◆ What this exercise asks:
1/ Decide whether each statement below agrees with the text about the Excel addin, and answer yes or no for each, quoting the deciding words of the text exactly. (a) The Notification Service provides a Websocket connection built with the SignalR library. (b) Four mechanisms were implemented for inserting data into Excel. (c) When text is pasted into Excel, the addin parses it with regexp.
2/ Write the next part of the text about the Excel addin, picking up after its last sentence.

In addition to UDF, our addin implements a ribbon (toolbar) with settings and some useful functions for working with data.



Add interactivity



To transfer data to Excel and to establish interactivity, we have developed a separate service that provides a Websocket connection using the SignalR library and is actually a broker for messages about events that should be exchanged by the front-end parts of the system in real time. We call it Notification Service.







Insert data into Excel



In our SPA, we highlight all the numbers that the system has detected. The user can select them, navigate through them, etc. For data insertion, we have implemented 3 mechanisms to close various use cases:



  • Drag-and-drop
  • Automatic insertion on click in SPA
  • Copy and paste via clipboard


When the user initiates drag'n'drop of a certain number from SPA, a link with the identifier of this number from our system ( .../unifiedId/005F5549CDD04F8000010405FF06009EB57C0D985CD001) is formed for dragging . When pasting into Excel, our addin intercepts the insert event and parses the inserted text with regexp. When a valid link is found on the fly, it replaces it with the appropriate formula =ExrcP(...).

◆ Data excerpts:
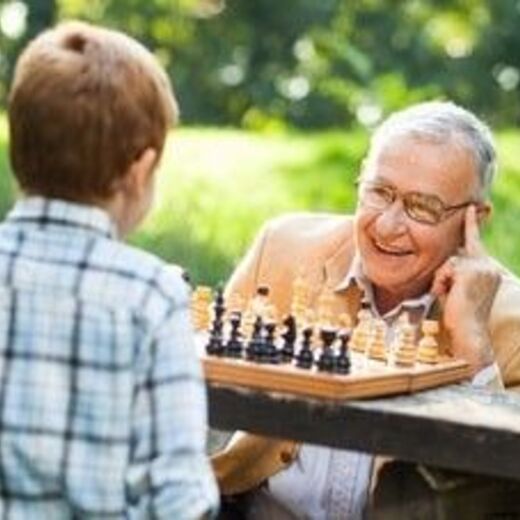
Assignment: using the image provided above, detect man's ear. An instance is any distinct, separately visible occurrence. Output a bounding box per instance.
[476,201,493,227]
[124,148,157,195]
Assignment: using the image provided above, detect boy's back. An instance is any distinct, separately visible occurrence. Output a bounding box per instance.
[0,19,218,520]
[0,198,216,520]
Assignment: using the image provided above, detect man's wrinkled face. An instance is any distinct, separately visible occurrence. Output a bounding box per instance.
[355,137,478,299]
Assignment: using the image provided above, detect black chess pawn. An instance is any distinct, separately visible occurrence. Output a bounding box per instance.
[295,327,314,369]
[206,289,226,356]
[246,316,264,361]
[334,330,351,374]
[317,327,337,372]
[264,321,280,364]
[225,312,243,358]
[281,315,296,363]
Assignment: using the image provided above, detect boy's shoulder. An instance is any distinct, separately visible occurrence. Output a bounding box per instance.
[92,240,190,311]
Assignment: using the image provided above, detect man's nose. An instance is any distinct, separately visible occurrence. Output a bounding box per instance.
[376,199,407,238]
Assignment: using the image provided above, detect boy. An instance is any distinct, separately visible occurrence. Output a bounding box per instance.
[0,22,218,520]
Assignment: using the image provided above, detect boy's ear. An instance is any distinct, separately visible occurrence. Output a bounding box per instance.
[128,148,157,193]
[121,148,157,195]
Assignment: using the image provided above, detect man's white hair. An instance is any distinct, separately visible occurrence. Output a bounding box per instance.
[367,101,497,198]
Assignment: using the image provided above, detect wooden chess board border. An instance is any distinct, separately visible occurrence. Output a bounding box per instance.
[202,354,471,400]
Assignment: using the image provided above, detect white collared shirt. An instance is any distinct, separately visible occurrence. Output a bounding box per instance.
[255,259,498,520]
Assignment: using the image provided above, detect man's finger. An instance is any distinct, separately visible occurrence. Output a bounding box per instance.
[464,204,484,256]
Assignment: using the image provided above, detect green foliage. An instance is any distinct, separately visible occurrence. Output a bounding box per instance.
[0,118,520,284]
[0,0,520,129]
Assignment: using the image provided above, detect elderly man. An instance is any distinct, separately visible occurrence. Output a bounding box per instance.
[213,102,520,519]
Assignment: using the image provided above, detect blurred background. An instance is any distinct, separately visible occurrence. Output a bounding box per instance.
[0,0,520,284]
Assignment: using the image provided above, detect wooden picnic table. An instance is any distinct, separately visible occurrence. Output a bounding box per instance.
[208,383,520,479]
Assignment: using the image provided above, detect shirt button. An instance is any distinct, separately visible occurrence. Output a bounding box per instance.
[280,450,292,464]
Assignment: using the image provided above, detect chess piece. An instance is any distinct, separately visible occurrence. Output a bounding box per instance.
[290,275,311,323]
[334,330,351,374]
[281,315,296,363]
[242,285,274,339]
[263,321,281,364]
[206,289,226,356]
[316,289,334,327]
[367,320,387,361]
[190,285,213,331]
[317,327,337,372]
[350,300,372,353]
[393,323,417,367]
[295,327,314,369]
[224,311,243,358]
[417,320,439,365]
[246,316,263,361]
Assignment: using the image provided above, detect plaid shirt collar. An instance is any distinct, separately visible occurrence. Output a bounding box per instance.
[6,197,117,239]
[335,253,435,322]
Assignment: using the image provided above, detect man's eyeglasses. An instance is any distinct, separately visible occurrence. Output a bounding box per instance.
[359,181,475,226]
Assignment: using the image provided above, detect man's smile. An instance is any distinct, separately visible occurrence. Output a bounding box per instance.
[372,239,413,256]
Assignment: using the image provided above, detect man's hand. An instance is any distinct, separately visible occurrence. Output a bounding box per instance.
[431,205,500,374]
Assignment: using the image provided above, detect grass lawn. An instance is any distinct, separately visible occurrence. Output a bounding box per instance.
[0,119,520,284]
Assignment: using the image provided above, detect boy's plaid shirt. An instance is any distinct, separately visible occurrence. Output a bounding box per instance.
[0,198,218,520]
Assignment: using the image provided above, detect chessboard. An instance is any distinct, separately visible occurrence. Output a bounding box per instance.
[192,287,476,400]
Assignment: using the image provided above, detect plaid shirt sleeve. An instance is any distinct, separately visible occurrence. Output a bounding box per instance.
[126,286,218,519]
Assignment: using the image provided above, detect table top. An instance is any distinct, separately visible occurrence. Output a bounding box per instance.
[208,383,520,479]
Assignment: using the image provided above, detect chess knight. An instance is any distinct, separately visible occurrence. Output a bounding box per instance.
[212,102,520,519]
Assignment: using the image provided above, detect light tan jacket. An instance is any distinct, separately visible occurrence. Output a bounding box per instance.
[212,214,520,495]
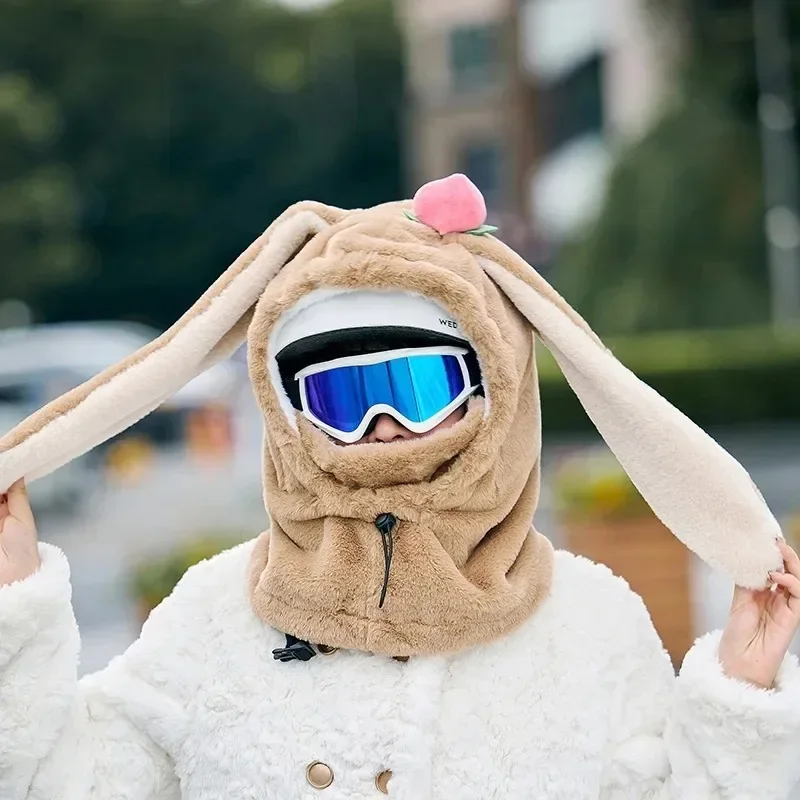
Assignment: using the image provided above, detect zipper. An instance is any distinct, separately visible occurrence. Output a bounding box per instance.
[375,514,397,608]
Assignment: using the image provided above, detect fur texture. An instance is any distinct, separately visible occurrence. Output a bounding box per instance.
[0,181,781,655]
[248,206,552,656]
[0,543,800,800]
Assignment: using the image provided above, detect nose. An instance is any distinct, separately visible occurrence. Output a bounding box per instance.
[366,414,416,444]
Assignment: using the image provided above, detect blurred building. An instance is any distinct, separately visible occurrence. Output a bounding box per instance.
[397,0,666,263]
[398,0,517,215]
[517,0,666,241]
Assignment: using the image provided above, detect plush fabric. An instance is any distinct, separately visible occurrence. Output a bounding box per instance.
[248,206,552,656]
[0,542,800,800]
[0,176,781,655]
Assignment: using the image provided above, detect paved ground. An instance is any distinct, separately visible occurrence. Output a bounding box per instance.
[40,408,800,672]
[25,409,800,800]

◆ Expected results:
1/
(a) Yes: "provides a Websocket connection using the SignalR library"
(b) No: "we have implemented 3 mechanisms to close various use cases"
(c) Yes: "our addin intercepts the insert event and parses the inserted text with regexp"

2/
When you click on a number in the SPA via the Notification Service, a message is sent to the addin, containing all the necessary data to insert the formula. Next, the formula is simply inserted into the currently selected cell.



These methods are good when the user needs to insert one number into his model, but if he needs to transfer the whole table or part of it, another mechanism is needed. Copying through a clipboard seems to be the most familiar to users. However, this method turned out to be more complicated than the first two. The fact is that, for convenience, the inserted data should be presented in the native Excel format - OpenXML Spreadsheet. This is most easily implemented using the Excel object model, that is, from the addin. Therefore, the process of forming a clipboard looks like this:



  • User selects area with numbers in SPA
  • An array of allocated numbers is passed to the Notification Service
  • Notification Service passes it to addin
  • Addin generates OpenXML and inserts it into the clipboard
  • The user can paste data from the clipboard anywhere in any Excel spreadsheet.






Despite the fact that data goes a long way, thanks to SignalR and RTD, this happens quite quickly and abstracted from the user.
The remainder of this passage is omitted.